** Begin **

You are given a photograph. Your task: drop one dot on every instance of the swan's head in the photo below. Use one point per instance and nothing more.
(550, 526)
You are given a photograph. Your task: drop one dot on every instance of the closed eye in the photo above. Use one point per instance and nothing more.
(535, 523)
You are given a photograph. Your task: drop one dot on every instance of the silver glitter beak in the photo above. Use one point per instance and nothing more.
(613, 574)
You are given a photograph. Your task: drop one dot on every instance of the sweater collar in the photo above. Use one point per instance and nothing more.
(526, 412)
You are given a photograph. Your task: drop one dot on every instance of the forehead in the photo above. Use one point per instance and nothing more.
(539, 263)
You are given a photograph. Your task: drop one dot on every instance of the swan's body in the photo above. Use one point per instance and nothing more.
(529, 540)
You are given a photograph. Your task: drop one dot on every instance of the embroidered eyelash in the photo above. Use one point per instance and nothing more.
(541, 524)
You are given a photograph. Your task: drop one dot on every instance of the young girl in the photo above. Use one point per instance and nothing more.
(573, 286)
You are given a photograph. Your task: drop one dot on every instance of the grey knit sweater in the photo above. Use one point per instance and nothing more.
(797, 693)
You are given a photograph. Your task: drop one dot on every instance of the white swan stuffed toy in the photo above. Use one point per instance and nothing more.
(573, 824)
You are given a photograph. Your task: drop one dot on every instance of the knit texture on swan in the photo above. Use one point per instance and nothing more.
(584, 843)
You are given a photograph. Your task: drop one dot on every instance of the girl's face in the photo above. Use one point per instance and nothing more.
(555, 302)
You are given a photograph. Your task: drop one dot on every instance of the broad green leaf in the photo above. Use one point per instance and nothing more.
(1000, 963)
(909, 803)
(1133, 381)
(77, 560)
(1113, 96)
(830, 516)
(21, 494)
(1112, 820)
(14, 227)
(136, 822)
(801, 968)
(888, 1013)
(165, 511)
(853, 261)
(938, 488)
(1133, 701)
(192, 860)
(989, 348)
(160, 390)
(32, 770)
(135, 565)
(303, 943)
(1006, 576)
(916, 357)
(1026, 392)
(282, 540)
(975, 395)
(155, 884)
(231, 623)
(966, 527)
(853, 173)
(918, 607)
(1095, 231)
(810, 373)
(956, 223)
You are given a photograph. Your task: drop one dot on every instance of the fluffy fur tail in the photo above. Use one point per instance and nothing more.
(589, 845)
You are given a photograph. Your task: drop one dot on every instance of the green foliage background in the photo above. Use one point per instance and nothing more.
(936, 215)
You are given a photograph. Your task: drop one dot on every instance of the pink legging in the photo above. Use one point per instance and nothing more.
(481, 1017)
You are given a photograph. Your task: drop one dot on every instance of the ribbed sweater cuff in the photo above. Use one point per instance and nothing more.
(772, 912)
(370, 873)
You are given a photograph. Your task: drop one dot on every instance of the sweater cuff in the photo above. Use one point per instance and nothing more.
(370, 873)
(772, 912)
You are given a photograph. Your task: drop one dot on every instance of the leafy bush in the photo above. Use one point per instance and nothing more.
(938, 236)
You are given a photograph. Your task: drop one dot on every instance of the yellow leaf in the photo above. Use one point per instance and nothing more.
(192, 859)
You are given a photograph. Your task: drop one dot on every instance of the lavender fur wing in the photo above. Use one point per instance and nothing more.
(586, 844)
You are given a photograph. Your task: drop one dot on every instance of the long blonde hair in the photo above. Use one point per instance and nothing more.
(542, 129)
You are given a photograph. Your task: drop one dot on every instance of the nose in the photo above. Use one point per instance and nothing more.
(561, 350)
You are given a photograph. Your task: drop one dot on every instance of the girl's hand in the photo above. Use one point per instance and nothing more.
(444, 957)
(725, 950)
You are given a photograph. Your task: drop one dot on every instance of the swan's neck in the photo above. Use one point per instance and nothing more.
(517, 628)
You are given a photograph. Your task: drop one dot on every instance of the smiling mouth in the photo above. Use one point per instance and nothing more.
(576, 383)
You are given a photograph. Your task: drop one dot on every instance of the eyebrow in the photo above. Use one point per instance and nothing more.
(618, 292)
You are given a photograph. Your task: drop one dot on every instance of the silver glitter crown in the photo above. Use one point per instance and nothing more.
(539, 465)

** End **

- _Exercise details_
Copy the listing above word for word, from its first line to its last.

- _Answer in full_
You are given a photograph. Your task: drop one dot on every instance of the swan's head in the photo below. Use one point per instance and nothing more.
(550, 526)
You are given a photograph. Your task: drop one dot on every instance of the closed eye in the photo above. Use one point per instance and nothing more.
(535, 523)
You are given a photograph. Your task: drop one dot on every instance of the silver glitter beak in the photo above. Use one point per instance and nothing more.
(613, 574)
You are given a photograph. Your task: drop one dot on every instance of the sweater collar in the photo above. Use one point per instance and nothing more.
(526, 412)
You are given a photograph. Your task: drop one dot on every instance of the forehead in the photo above. Use one point per instance and nothing more.
(539, 263)
You are given a photograph. Your task: drop one dot on every instance of the swan's body in the photo above. Use one point per instance and nothing more.
(529, 540)
You are given a photograph. Your task: drop one dot on every instance of the embroidered eyelash in the photo above. Use one point per instance and nothing more.
(541, 524)
You are given a photograph. Your task: drop one dot on every instance of the young girl in the photo above. Use one point per instance and nothing more.
(573, 286)
You are given a photograph. Your task: drop one dot on every instance of the grey knit sweater in the photo above. Use one point per instance and nothing more.
(797, 693)
You are given a photograph. Your task: drop one dot on every instance of the white swan stuffed toy in the photo above. Use one point per instance and nothing more.
(573, 824)
You are given a photograph. Your task: drop one dot on every instance of the knit texture on swan in the photo above. Use one point per instance and nothing more.
(584, 843)
You are given a photograph. Your task: drop one dot on every instance of the girl's face in the photo above. Use one point per instance and nothing more.
(555, 302)
You are given a photograph. Your task: drop one dot on every instance of the broad green leaf in the photo above. Use one point per instance and nothing more.
(1000, 963)
(909, 803)
(1133, 381)
(77, 560)
(1113, 96)
(830, 516)
(21, 494)
(1112, 820)
(14, 227)
(136, 822)
(801, 968)
(888, 1013)
(165, 511)
(853, 261)
(938, 488)
(1133, 701)
(192, 860)
(989, 348)
(160, 390)
(32, 770)
(135, 565)
(303, 943)
(1006, 576)
(916, 357)
(1026, 392)
(282, 540)
(975, 395)
(155, 884)
(231, 623)
(966, 527)
(853, 173)
(918, 607)
(1095, 231)
(810, 373)
(956, 223)
You are given a photograph. Your task: drop one dot on every instance of the fluffy fur tail in the photo above. Use one point per instance and nothing more.
(589, 845)
You are given a photograph. Your task: drop one dot on every instance of the green foliage background in the photo above. Use one point per instance and nothing more.
(936, 215)
You are given a photograph. Your task: drop one dot on every instance of the pink legging in the photo above. Use one point per instance and nothing more.
(481, 1017)
You are given a photograph. Your task: drop one dot on every instance of the ribbed sweater cuff in the photo above. Use one point per instance and nothing more.
(772, 912)
(370, 873)
You are given a photograph. Your task: drop one dot on every instance of the sweater cuff in the photo above. Use one point per instance and nothing more.
(370, 873)
(772, 912)
You are given a photograph. Your task: drop one dot on every instance of the leafy bush in the photo above. Use one point per instance and nothing more.
(938, 236)
You are given a photograph. Your task: drop one dot on every instance of the yellow leaf in the photo above. Use one point per instance and nothing more.
(192, 859)
You are given a photograph. Your task: drop one dot on every instance of the lavender fur wing in the photo above. Use one point per instance and nothing more.
(586, 844)
You are given a photograph. Your task: drop one dot on every instance of the long blonde hair in the photo above. Use one point per instance and nothing more.
(542, 129)
You are given a photograph. Your task: drop one dot on every instance of the nose in the photo above. Use one point per instance and nothing more.
(561, 350)
You are given a photograph. Your task: drop one dot on every instance of the girl's hand in the photo above. Use one point per instance and nothing more.
(444, 957)
(725, 950)
You are given a photograph. Your task: drop one dot on every instance of the swan's neck in the photo above. Use one point per instance and nothing more.
(517, 628)
You are given a photograph. Your task: drop one dot on every instance of the smiling mouth in the photo above. Use one point per instance and nothing more.
(576, 383)
You are given a photograph. Your task: drop one dot on every instance of the eyebrow in the photo above. Use one point per instance and nothing more.
(618, 292)
You are given a photograph. Your task: drop one dot on every instance of the silver glitter crown in the photo above. Use one point per instance and nothing more.
(539, 465)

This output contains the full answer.